— BEGIN —
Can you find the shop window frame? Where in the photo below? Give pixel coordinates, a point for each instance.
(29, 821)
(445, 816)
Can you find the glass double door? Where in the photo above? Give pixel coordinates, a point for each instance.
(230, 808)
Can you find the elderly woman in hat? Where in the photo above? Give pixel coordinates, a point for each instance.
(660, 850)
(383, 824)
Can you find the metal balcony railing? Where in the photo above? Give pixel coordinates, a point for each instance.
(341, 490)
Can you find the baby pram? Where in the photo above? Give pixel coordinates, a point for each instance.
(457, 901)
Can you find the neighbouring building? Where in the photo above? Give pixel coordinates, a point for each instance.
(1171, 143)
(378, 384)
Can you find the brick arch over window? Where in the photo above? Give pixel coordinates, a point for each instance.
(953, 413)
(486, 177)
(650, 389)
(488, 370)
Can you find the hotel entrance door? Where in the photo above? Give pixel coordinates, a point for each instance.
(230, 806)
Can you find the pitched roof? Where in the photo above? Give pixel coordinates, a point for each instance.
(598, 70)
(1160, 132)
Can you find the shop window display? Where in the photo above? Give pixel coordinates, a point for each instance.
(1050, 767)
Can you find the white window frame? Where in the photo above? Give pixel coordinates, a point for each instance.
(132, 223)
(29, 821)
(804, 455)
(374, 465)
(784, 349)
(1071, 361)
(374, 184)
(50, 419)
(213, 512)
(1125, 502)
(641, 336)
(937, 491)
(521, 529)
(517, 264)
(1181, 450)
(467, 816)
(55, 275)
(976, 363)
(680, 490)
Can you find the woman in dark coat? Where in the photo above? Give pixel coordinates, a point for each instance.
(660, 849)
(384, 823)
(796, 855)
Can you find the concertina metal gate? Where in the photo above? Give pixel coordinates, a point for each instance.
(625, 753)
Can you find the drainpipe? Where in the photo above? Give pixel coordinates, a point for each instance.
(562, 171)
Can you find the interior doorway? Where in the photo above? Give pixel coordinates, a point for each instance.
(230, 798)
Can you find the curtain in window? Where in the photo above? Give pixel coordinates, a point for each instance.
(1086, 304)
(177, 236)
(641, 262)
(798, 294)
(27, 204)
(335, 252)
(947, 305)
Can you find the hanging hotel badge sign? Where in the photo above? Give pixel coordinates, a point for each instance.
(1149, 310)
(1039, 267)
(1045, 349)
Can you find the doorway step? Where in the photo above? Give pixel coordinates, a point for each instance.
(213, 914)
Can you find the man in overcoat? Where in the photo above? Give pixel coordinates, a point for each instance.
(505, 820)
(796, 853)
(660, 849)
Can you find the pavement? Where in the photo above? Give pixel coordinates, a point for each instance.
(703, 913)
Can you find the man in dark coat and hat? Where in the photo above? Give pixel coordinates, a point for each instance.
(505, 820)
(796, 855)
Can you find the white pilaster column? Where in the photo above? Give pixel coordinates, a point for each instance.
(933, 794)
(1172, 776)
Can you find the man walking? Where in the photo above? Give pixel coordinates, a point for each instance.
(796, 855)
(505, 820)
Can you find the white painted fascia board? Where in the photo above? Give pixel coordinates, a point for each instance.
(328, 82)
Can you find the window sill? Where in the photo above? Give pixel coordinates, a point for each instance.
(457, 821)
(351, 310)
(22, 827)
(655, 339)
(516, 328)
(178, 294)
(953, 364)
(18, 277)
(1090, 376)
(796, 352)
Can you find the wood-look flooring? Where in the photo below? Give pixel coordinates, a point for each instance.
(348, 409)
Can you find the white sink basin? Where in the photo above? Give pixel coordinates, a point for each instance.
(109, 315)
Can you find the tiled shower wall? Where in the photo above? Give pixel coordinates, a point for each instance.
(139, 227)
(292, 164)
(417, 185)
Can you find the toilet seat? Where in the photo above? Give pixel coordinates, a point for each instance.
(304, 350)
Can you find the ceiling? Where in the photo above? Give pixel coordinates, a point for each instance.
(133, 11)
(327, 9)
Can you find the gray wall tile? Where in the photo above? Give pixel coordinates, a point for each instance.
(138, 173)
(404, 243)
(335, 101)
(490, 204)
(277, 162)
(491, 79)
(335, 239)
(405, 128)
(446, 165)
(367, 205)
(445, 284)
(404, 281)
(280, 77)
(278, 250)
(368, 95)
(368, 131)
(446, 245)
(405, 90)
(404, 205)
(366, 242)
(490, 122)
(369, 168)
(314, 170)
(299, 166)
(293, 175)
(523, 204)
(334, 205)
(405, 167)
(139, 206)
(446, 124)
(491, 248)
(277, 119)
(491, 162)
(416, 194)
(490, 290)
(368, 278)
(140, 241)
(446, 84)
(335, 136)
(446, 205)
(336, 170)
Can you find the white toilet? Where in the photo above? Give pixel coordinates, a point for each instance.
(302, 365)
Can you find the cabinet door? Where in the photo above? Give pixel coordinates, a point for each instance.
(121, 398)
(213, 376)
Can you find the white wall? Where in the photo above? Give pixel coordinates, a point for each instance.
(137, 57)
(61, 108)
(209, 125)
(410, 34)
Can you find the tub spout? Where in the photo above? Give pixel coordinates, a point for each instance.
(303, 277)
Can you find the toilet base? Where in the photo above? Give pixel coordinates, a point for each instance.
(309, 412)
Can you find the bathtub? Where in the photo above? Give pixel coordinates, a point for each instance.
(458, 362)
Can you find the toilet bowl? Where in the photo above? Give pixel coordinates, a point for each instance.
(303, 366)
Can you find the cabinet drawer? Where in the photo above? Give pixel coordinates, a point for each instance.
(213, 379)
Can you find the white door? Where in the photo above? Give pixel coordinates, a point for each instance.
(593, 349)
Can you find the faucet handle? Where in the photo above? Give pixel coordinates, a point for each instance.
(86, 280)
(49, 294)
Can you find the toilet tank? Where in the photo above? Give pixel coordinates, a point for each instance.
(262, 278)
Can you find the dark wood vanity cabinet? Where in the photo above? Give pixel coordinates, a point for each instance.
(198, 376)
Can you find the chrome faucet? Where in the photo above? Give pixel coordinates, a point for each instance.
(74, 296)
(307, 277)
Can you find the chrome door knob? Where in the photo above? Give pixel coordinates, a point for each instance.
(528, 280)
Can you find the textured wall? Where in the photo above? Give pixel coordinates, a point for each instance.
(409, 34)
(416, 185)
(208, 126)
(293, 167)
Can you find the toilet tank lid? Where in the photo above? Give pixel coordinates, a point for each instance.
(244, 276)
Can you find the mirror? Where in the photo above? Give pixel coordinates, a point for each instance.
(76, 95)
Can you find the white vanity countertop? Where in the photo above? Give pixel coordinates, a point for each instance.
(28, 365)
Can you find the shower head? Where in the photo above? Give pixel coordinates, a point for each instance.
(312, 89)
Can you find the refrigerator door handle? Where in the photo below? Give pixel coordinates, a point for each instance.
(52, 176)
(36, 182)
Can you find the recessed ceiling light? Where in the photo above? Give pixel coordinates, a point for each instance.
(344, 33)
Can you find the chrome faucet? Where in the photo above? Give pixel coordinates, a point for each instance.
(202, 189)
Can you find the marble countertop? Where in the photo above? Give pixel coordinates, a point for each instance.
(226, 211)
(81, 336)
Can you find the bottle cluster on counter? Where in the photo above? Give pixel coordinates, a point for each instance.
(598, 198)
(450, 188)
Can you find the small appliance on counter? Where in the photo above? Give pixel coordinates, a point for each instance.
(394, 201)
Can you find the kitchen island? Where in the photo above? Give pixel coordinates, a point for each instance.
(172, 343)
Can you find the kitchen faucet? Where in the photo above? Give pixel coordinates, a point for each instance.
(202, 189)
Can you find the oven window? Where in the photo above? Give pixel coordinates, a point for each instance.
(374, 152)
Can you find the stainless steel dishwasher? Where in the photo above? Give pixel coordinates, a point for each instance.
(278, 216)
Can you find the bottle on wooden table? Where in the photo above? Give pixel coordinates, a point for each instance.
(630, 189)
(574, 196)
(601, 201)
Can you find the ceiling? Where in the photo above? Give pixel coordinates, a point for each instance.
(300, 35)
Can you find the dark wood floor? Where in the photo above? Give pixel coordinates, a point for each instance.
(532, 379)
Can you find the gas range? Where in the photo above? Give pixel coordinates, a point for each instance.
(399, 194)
— END —
• AIM OF THE TASK:
Copy exactly the lines of the listing above, beginning at the line with "Can you find the stainless" and ending at its final line; write out nothing else.

• EXERCISE RESULT:
Can you find the stainless steel dishwasher? Where in the photo above? Give pixel coordinates, a point for each instance.
(278, 216)
Can you find the bottle on wooden table? Where in the photo above? Give pixel coordinates, a point for each instance.
(630, 189)
(574, 196)
(601, 201)
Can you find the ceiling? Where in the photo above? Give pixel coordinates, a point for each instance.
(300, 35)
Can you find the dark wood floor? Where in the photo above? Give pixel coordinates, a point for each instance.
(532, 379)
Can you find the gas range? Where in the photo above? Give pixel coordinates, a point for each instance.
(399, 194)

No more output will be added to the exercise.